= PAGE EXCERPT =
────
Experimetalism at its best, it needn't be seerious
scarecrow | Chicago, Illinois United States | 12/21/2004
(5 out of 5 stars)

"James Tenney is one of those creators like John Cage, he can be found anywhere, any genre any time,frame, any place. He also has a large theoretical oeuvre,impressive on just intonation,tuning and timbre.



All these pieces here are fun to put it simply, and simplicity was a wonderful element that this side of the Atlantic gave to the avant-garde almost like a gift. The European paradigm with complexity, serialism,electronics and then post-serialism became hardboiled overdetermined and found itslef at an endpoint, the end of the fruitful lands. Certainly Stockhausen had much to contribute again a persona who found himself inside all genres,but he wanted everyone to know it, and had gifted cadre who followed like sheep.Then it was not till the end of his life that Luigi Nono had discovered an intellectual simplicity of concept.

Well the sheep followings happens here to in the good ol'USA but we tend to look past it if the music is interesting and leads somewheres else.
────
= SHORT PROBLEM =
Name every person mentioned in the body of the review above.

= DATA SEGMENT =
────
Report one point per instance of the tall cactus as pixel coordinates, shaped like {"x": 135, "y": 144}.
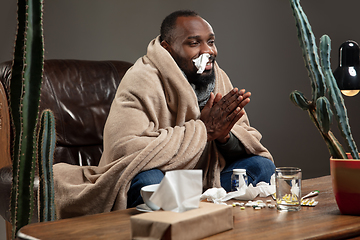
────
= PROBLEM SOLUTION =
James Tenney, John Cage, Stockhausen, Luigi Nono